RECORDED INFORMATION Block Start

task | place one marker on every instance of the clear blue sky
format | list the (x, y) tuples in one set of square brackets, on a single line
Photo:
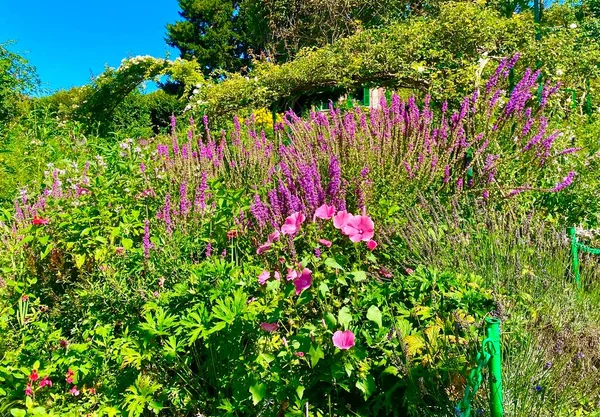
[(68, 40)]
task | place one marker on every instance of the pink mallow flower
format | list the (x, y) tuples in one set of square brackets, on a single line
[(359, 228), (69, 377), (325, 242), (292, 224), (325, 212), (263, 277), (273, 237), (292, 275), (45, 382), (341, 219), (269, 327), (303, 281), (343, 340), (263, 248)]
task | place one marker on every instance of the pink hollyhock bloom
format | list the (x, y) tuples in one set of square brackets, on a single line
[(273, 237), (343, 340), (39, 221), (269, 327), (325, 242), (34, 375), (263, 277), (341, 219), (359, 228), (69, 377), (292, 223), (292, 275), (45, 382), (303, 281), (263, 248), (325, 212)]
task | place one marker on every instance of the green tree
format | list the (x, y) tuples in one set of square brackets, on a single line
[(215, 33), (17, 78)]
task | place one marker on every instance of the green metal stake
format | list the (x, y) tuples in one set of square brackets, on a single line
[(574, 256), (492, 330)]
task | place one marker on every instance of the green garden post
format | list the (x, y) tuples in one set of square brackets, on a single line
[(574, 256), (492, 330)]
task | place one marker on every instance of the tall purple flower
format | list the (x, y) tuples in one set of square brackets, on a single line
[(260, 211), (567, 181), (200, 200), (147, 244), (335, 175)]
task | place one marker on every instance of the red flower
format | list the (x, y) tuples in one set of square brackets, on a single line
[(34, 375), (39, 221)]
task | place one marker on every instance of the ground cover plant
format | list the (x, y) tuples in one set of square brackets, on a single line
[(340, 263)]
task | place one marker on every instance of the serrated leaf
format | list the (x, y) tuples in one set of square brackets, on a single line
[(374, 314), (258, 391), (315, 355)]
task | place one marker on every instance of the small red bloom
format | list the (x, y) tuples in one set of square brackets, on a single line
[(34, 375), (45, 382), (39, 221)]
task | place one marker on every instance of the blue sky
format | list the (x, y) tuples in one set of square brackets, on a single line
[(68, 40)]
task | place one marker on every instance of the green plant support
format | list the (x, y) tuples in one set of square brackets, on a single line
[(492, 330), (574, 256)]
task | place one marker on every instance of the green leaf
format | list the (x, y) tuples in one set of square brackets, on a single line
[(374, 314), (344, 317), (367, 386), (331, 262), (79, 260), (258, 391), (315, 355)]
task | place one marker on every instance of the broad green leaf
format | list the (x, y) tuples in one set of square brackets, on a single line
[(331, 262), (374, 314), (315, 355), (330, 320)]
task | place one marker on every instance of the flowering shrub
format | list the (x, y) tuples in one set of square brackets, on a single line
[(236, 273)]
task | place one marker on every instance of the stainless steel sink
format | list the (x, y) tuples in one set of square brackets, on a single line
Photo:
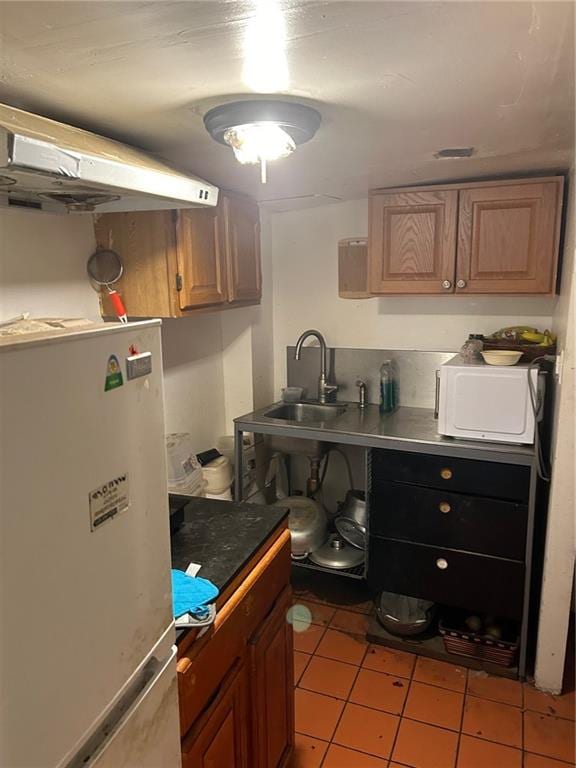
[(304, 412)]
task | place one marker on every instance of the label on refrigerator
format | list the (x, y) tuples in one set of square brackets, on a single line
[(109, 500)]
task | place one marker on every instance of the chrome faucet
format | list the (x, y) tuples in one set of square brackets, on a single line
[(324, 389)]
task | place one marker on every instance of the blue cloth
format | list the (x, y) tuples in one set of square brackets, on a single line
[(191, 594)]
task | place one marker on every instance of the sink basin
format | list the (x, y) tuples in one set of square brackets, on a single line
[(304, 412)]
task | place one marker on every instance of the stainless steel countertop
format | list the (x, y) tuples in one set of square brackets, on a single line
[(407, 429)]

RECORDED INFORMATION Block End

Filter the records above down to the lines containing "sink".

task | place one marker on every instance of the stainless steel sink
task | place one marker on every instance of the sink basin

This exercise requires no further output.